====== PROVIDED TEXT

How To Stop Dogs From Fighting Each Other
Dog attacks can be terrifying and knowing what to do (and what not to do) is very important and may even save your life (or someone else’s).
Steps to take to stop a dog fight
Here’s what to do if your dog attacks another dog, or is victim of a dog attack:
- Do not break apart the dog fight with your bare hands – use water
- Get your pet to the vet immediately
- Don’t cuddle your pet
- Don’t remove any penetrating objects
- Don’t use home remedies to try to treat your pet
- If your dog is unconscious and doesn’t have a heartbeat administer CPR
- Transport your pet to the vet – things you need to know
1. Do not break apart the dog fight with your bare hands – it is likely you will be bitten.
As emergency vets we have seen plenty of dog fights where the owner has been hurt in the crossfire while breaking up a dog fight. This can even be from your own dog because a dog cannot distinguish you, their beloved owner, from the other animal; or, out of pain from injury or illness.
Our vets recommend using water to break up a dog fight. Water is almost always accessible – and if you’re a dog owner out on a walk make sure to take a water bottle with you so that you’re always prepared.
Pour water over your dogs’ head to provide a distraction from their target. If a hose is in reach, you can also use this -try to avoid hosing directly down their throat to avoid choking.
Others have suggested that pulling on the dog’s lead will help to break the dogs apart, however current research suggests this is not only unhelpful but could hurt your dog. If a dog has a hold of another’s skin, the damage could be made worse while tugging on a lead and causing the skin to rip apart.
2. Get your pet to the vet immediately
When the dogs have ceased fighting, do not delay in getting to the vet to have your pet seen immediately. Dog wounds can be deceiving and are often described as ‘the tip of the iceberg’ – that is, the wounds you see on top are not indicative of the damage that has occurred underneath. Read this blog for more information about the dangers of ignoring this important step.
3. Don’t cuddle your pet
As mentioned above, your pet may be in a lot of pain. So while it’s in our nature to want to soothe and comfort our fur babies, it is not recommended to give your dog this kind of attention.
The reason for this is that when a dog is in pain, stress reactors are released within the dogs body, increasing the heart rate and blood pressure. Even though your touch would be calming and soothing under normal circumstances, your dogs senses are heightened as they have just been attacked. Allowing your dog some space as they go through these different senses is important and so is your job of getting them to a vet to be seen straight away.
Try to focus on steps 4 – 7 instead of comforting your pet as this will more than likely save their life.
4. Don’t remove any penetrating objects
You may be tempted to remove penetrating objects like fragments of nails, teeth or skin, or to clean the wound to remove dirt and dust. Dogs have over 330 varieties of bacteria that can be transferred from the mouth to the skin and inside the body so it is important to leave this up to your vet.
Removing penetrating objects that may have impaled your pet in the crossfire of a dog fight (for example, maybe your dog has stepped on a sharp nail or the fight happened in a thistle ridden bush) would cause your dog a lot of pain, pain that you won’t be able to manage without anaesthesia and pain relief.
The dog may feel threatened and even want to lash out at you from the pain they are experiencing from the dog fight and the penetrating object, therefore it is important to get to the vet quickly so they can make a full assessment and help your pet.

============
====== DATA

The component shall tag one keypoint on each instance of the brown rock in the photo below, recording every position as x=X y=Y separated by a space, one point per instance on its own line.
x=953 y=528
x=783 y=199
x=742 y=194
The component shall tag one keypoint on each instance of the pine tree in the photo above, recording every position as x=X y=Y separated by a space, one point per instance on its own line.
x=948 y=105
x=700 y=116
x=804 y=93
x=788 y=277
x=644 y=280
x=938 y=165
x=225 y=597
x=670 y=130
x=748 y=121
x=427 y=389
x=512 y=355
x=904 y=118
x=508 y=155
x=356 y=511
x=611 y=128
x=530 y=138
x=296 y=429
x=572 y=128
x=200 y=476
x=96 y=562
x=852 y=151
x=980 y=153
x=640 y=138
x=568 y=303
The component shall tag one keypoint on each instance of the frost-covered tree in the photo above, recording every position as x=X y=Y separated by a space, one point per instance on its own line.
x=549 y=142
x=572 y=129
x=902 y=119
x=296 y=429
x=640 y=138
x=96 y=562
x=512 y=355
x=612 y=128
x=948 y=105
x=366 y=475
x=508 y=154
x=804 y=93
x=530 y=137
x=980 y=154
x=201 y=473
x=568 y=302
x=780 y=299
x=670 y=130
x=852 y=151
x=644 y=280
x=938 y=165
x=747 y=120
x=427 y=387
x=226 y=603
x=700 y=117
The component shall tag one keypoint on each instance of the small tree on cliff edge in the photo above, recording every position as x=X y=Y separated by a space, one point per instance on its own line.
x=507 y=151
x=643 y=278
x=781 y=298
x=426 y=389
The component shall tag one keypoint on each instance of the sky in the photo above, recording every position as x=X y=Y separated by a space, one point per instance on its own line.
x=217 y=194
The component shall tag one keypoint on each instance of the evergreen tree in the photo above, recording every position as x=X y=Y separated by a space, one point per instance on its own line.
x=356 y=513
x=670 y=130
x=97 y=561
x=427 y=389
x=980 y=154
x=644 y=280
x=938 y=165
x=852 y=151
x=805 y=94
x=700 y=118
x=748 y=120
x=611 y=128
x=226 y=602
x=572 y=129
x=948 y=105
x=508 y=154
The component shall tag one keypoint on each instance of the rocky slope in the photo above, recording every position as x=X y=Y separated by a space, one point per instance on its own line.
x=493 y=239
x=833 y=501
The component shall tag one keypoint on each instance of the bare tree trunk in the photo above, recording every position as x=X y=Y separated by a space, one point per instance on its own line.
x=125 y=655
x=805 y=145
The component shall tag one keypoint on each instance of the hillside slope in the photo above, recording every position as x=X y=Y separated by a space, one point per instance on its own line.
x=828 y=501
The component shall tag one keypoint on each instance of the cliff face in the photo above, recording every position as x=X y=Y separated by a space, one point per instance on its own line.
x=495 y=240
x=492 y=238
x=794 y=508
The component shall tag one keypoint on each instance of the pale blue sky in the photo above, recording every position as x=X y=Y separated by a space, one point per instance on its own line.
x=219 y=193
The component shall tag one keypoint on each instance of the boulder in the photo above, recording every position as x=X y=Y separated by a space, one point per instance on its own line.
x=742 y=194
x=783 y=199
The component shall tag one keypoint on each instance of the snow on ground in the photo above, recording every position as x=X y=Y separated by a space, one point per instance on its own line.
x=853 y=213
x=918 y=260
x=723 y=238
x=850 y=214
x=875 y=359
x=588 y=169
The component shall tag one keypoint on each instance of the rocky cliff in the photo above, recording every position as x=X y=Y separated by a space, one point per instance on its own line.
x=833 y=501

============

Repeat word for word everything in the dog fight guide from "Removing penetrating objects" down to "and pain relief.".

## SOLUTION
Removing penetrating objects that may have impaled your pet in the crossfire of a dog fight (for example, maybe your dog has stepped on a sharp nail or the fight happened in a thistle ridden bush) would cause your dog a lot of pain, pain that you won’t be able to manage without anaesthesia and pain relief.